- [Your goal]:
Return the entries below in their exact form, leaving the pictures out.

- [Stored data entries]:
= = = = =

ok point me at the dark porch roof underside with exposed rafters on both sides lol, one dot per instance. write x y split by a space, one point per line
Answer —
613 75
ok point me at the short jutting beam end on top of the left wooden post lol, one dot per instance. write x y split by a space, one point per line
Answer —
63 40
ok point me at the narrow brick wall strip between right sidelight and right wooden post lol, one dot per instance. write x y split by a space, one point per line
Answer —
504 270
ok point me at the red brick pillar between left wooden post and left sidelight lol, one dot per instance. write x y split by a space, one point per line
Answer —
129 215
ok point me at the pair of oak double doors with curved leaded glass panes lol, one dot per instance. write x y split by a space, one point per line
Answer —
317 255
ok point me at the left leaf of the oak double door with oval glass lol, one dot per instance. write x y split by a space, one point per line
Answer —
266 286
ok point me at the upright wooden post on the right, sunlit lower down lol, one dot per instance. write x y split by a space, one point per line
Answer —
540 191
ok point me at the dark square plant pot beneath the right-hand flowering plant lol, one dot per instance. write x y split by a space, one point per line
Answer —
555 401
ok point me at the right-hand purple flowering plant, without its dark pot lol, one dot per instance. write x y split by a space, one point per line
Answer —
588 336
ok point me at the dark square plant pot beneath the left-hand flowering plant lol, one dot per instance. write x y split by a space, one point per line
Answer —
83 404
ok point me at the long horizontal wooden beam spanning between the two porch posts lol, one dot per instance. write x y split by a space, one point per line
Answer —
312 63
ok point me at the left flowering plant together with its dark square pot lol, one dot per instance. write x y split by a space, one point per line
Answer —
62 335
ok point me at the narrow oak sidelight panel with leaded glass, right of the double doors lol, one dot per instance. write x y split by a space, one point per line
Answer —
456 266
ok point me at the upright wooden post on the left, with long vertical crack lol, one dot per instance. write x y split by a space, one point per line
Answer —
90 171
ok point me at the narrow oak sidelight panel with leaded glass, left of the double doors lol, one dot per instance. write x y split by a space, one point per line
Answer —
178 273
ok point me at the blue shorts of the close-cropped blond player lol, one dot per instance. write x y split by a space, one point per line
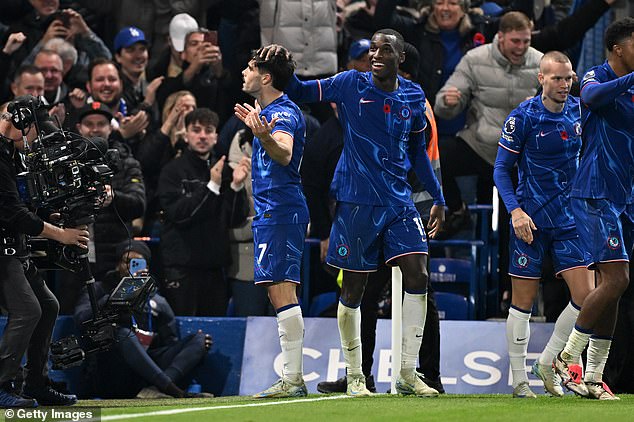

= = = = =

- [Exercise output]:
ok point me at the dark porch roof underside with exposed rafters on both sides lol, one dot per instance. write x y split by a space, one point per line
Answer —
613 75
ok point me at the short jutting beam end on top of the left wooden post lol, one dot per instance. write x y split by a space, one point per line
Answer —
63 40
ok point me at the narrow brick wall strip between right sidelight and right wooden post lol, one dot per instance. write x y split by a space, one point per line
Answer —
504 270
ok point me at the red brick pillar between left wooden post and left sidelight lol, one dot per instance. write x y split by a space, one point per line
Answer —
129 215
ok point me at the pair of oak double doors with curved leaded glass panes lol, one dot per instance. write x y split by a space, one point per line
Answer —
317 255
ok point me at the left leaf of the oak double door with oval glass lol, one dot per instance. write x y split by a space, one point per line
Answer —
266 286
ok point me at the upright wooden post on the right, sunlit lower down lol, one dot per instance. write x y split by a space, one point per line
Answer —
540 191
ok point me at the dark square plant pot beneath the right-hand flowering plant lol, one dot per instance. write x y split by a space, one point per line
Answer —
555 401
ok point me at the right-hand purple flowering plant, without its dark pot lol, one dot per instance. write x y split by a space, one point per line
Answer —
588 336
ok point me at the dark square plant pot beneath the left-hand flowering plant lol, one dot per instance. write x y split by a space, one point per line
Answer —
83 404
ok point me at the long horizontal wooden beam spanning between the two porch posts lol, one dot per instance. write x y split by a space, one point per line
Answer —
312 63
ok point me at the left flowering plant together with its dark square pot lol, one dot per instance. write x y split by a space, one point per line
Answer —
62 335
ok point me at the narrow oak sidelight panel with leaded glass, right of the double doors lol, one dot per instance. write x y split by a space, one point per line
Answer —
456 266
ok point me at the upright wooden post on the left, with long vertical crack lol, one dot per instance. write x y split by a space, one point per line
Answer —
90 171
ok point me at the narrow oak sidelight panel with leaded glass, left of the double doors lol, one dot per instance. write x y split by a space, one point per line
Answer —
178 273
ok point me at the blue shorts of the close-cropped blond player lol, one dot per instance. write x y split by a space, one point per line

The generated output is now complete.